Count the lines of the data below that contain the string "metal", and reply with that number alone.

========

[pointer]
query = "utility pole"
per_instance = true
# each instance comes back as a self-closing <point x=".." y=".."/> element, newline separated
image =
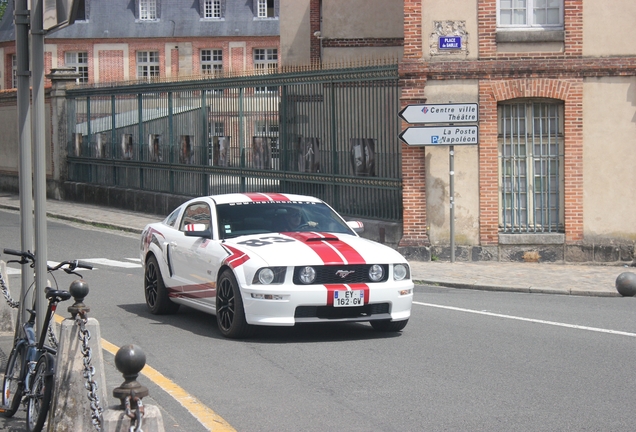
<point x="21" y="19"/>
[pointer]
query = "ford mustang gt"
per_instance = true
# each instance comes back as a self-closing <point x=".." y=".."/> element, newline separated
<point x="272" y="259"/>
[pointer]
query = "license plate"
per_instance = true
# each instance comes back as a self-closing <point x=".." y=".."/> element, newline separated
<point x="348" y="298"/>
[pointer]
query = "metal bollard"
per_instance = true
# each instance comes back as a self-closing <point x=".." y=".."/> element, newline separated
<point x="80" y="383"/>
<point x="132" y="413"/>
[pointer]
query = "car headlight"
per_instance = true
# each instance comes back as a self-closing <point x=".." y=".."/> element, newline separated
<point x="400" y="271"/>
<point x="307" y="275"/>
<point x="376" y="273"/>
<point x="269" y="275"/>
<point x="266" y="276"/>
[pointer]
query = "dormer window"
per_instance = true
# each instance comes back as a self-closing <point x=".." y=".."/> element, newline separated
<point x="266" y="9"/>
<point x="148" y="10"/>
<point x="212" y="9"/>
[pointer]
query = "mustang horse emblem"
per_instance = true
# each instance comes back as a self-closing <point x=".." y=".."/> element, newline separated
<point x="344" y="273"/>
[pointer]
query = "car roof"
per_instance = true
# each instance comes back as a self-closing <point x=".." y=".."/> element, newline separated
<point x="261" y="197"/>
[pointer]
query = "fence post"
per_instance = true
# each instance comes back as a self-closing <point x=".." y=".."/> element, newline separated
<point x="71" y="408"/>
<point x="130" y="360"/>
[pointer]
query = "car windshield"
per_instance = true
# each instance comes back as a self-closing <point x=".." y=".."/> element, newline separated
<point x="271" y="217"/>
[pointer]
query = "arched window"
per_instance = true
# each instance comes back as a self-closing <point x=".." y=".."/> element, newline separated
<point x="531" y="166"/>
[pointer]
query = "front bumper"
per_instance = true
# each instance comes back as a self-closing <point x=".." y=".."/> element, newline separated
<point x="286" y="304"/>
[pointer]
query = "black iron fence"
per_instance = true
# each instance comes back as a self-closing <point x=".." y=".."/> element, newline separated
<point x="332" y="134"/>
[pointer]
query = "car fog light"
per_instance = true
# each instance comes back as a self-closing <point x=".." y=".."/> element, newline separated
<point x="376" y="273"/>
<point x="400" y="271"/>
<point x="266" y="276"/>
<point x="307" y="275"/>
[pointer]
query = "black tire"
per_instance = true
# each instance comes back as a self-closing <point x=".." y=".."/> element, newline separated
<point x="388" y="325"/>
<point x="12" y="387"/>
<point x="230" y="314"/>
<point x="155" y="291"/>
<point x="39" y="401"/>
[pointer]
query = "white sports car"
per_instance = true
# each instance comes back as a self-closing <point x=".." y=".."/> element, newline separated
<point x="272" y="259"/>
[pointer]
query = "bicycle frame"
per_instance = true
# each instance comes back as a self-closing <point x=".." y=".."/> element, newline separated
<point x="36" y="349"/>
<point x="32" y="384"/>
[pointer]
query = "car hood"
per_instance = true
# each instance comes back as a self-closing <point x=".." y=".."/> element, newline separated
<point x="314" y="248"/>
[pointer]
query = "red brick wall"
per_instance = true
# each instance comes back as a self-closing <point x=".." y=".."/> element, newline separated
<point x="502" y="76"/>
<point x="362" y="42"/>
<point x="487" y="31"/>
<point x="413" y="75"/>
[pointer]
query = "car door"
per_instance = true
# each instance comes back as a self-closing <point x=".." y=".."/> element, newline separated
<point x="196" y="260"/>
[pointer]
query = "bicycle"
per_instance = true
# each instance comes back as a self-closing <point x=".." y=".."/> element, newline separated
<point x="30" y="369"/>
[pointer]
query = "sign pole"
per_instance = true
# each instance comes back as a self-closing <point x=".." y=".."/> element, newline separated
<point x="39" y="159"/>
<point x="24" y="137"/>
<point x="451" y="163"/>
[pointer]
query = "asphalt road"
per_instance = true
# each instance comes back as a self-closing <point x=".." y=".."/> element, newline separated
<point x="467" y="361"/>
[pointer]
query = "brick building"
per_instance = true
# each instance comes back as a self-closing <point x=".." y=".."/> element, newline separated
<point x="121" y="40"/>
<point x="555" y="83"/>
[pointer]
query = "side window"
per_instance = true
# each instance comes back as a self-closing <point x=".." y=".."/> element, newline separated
<point x="197" y="213"/>
<point x="172" y="218"/>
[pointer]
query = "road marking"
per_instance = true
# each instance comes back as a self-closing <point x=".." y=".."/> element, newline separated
<point x="111" y="263"/>
<point x="536" y="321"/>
<point x="204" y="415"/>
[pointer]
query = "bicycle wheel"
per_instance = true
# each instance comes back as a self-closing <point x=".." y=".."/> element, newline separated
<point x="39" y="400"/>
<point x="12" y="384"/>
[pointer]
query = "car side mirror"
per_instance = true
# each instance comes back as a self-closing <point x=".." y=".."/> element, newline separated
<point x="356" y="226"/>
<point x="197" y="230"/>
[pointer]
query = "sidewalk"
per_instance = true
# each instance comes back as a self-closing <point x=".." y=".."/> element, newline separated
<point x="595" y="280"/>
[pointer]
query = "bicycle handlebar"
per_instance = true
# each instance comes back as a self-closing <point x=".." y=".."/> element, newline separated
<point x="28" y="257"/>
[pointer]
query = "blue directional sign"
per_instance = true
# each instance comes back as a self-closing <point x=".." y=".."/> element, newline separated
<point x="440" y="135"/>
<point x="450" y="42"/>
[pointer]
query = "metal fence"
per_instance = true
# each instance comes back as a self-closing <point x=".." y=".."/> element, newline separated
<point x="332" y="134"/>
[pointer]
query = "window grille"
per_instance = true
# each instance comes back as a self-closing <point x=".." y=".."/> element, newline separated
<point x="531" y="167"/>
<point x="147" y="10"/>
<point x="211" y="61"/>
<point x="78" y="60"/>
<point x="218" y="129"/>
<point x="265" y="9"/>
<point x="266" y="61"/>
<point x="212" y="9"/>
<point x="147" y="64"/>
<point x="14" y="71"/>
<point x="530" y="13"/>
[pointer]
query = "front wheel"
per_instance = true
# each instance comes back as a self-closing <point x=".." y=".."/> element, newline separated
<point x="230" y="314"/>
<point x="388" y="325"/>
<point x="155" y="291"/>
<point x="39" y="400"/>
<point x="12" y="384"/>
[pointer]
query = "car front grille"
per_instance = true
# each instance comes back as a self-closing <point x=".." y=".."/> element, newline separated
<point x="335" y="313"/>
<point x="342" y="274"/>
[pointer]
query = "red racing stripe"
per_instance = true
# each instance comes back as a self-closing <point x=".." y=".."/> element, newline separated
<point x="256" y="196"/>
<point x="343" y="287"/>
<point x="330" y="249"/>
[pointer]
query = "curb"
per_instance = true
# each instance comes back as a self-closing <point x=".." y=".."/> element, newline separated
<point x="520" y="289"/>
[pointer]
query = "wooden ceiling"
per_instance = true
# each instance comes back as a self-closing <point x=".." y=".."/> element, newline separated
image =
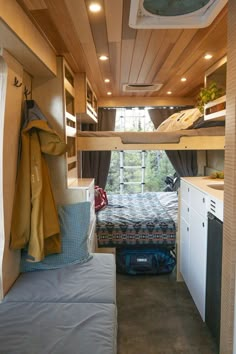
<point x="135" y="56"/>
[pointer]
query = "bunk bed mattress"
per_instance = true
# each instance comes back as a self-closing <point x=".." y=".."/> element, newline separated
<point x="27" y="328"/>
<point x="138" y="220"/>
<point x="71" y="284"/>
<point x="155" y="137"/>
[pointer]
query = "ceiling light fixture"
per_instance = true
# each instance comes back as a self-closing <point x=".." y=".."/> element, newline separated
<point x="95" y="7"/>
<point x="103" y="57"/>
<point x="207" y="56"/>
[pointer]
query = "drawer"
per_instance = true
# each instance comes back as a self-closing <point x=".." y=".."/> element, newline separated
<point x="185" y="191"/>
<point x="198" y="201"/>
<point x="215" y="207"/>
<point x="184" y="210"/>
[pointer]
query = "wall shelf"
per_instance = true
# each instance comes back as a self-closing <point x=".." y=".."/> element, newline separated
<point x="215" y="110"/>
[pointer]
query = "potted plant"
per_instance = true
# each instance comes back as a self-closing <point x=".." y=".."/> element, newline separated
<point x="207" y="94"/>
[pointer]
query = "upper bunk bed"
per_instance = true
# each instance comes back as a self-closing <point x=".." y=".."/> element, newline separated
<point x="212" y="138"/>
<point x="185" y="130"/>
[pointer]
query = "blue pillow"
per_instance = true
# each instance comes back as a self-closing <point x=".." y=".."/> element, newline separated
<point x="74" y="224"/>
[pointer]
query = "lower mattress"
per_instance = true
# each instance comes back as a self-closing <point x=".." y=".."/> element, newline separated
<point x="94" y="281"/>
<point x="138" y="220"/>
<point x="42" y="328"/>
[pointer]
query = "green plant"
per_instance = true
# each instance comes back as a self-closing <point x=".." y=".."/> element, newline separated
<point x="208" y="94"/>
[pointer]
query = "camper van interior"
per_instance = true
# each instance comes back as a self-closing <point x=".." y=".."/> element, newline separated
<point x="152" y="271"/>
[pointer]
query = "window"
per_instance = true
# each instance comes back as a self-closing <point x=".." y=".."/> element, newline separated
<point x="135" y="171"/>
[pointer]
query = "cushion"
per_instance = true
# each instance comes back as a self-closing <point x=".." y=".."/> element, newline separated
<point x="181" y="120"/>
<point x="74" y="224"/>
<point x="201" y="123"/>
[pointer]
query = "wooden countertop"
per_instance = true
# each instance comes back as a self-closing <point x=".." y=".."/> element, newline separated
<point x="202" y="184"/>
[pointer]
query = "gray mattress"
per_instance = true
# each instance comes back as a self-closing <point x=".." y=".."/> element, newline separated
<point x="94" y="281"/>
<point x="42" y="328"/>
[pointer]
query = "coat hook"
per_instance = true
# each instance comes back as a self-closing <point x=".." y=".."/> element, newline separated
<point x="17" y="83"/>
<point x="26" y="92"/>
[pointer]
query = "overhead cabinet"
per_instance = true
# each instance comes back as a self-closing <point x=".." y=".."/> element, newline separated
<point x="86" y="100"/>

========

• _WRITTEN RESPONSE_: 2